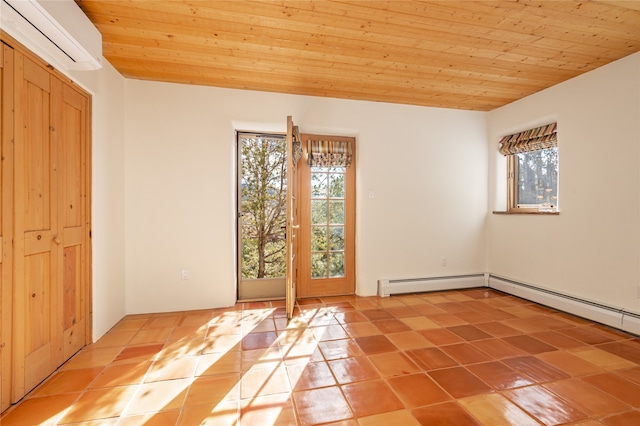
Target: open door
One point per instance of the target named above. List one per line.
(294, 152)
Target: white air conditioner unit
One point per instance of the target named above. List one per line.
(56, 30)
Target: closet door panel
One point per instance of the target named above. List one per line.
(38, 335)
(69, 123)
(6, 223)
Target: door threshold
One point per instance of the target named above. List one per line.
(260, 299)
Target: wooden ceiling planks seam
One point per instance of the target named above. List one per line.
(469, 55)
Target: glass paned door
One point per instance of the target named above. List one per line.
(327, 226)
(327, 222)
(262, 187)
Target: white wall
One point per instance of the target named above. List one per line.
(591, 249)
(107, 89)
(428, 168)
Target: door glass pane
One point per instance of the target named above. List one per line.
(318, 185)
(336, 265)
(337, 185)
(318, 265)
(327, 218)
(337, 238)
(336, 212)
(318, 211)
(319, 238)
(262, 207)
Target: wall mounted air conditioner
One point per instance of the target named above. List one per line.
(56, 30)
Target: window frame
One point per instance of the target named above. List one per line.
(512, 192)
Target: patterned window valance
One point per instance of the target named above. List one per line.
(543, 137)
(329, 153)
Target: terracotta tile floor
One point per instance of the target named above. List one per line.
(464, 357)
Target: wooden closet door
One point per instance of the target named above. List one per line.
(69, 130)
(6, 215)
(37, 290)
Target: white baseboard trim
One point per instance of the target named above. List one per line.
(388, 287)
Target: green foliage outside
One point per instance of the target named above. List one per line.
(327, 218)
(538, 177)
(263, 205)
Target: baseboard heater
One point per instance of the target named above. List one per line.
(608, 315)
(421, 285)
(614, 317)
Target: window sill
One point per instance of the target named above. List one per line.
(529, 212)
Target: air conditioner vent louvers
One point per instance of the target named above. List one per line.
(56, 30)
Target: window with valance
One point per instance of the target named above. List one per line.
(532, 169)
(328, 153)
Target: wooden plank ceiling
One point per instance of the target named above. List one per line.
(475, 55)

*-*-*

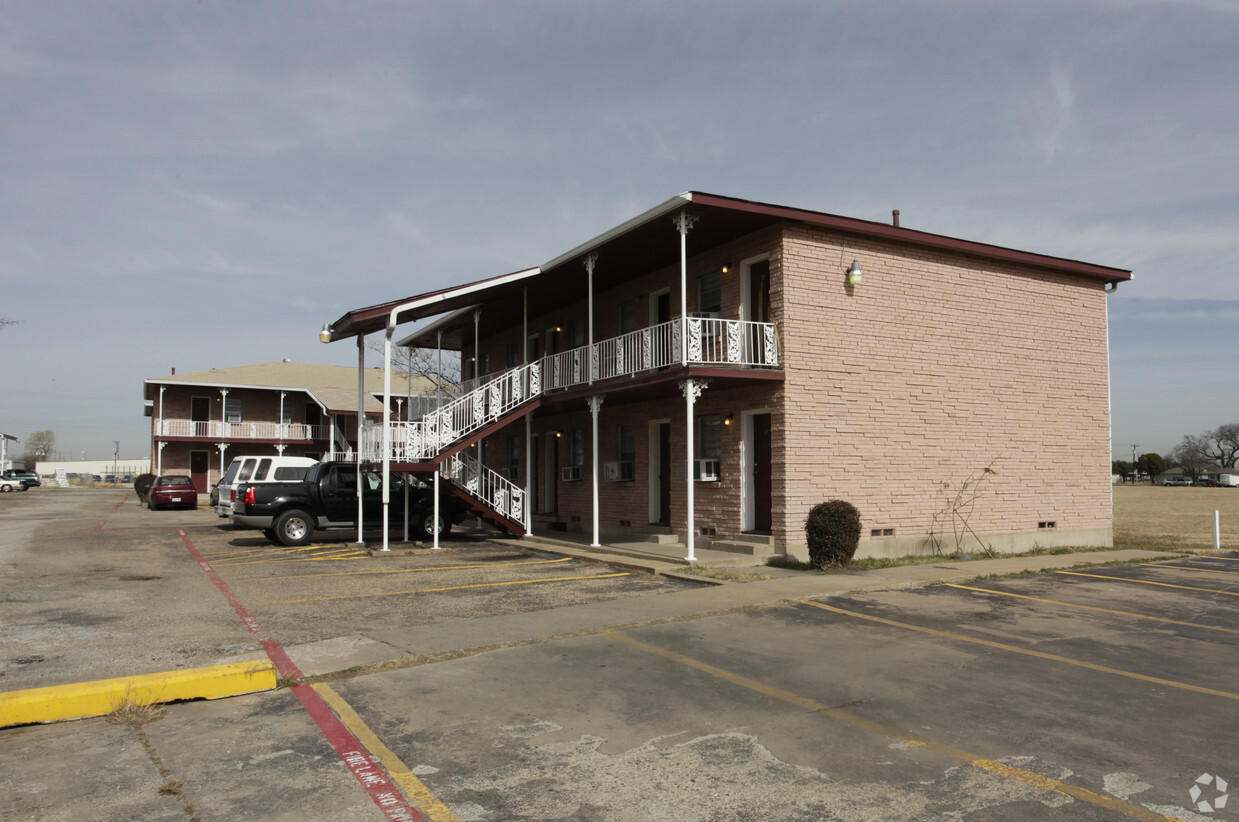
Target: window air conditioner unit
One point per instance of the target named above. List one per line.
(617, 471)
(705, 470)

*-*-*

▸ **TRAVAIL À FAIRE**
Comptez les lignes du matériel ci-dessus qui contiennent le mot « wall », puis donnez seulement ce nombre.

▸ **RÉSULTAT ATTENDU**
2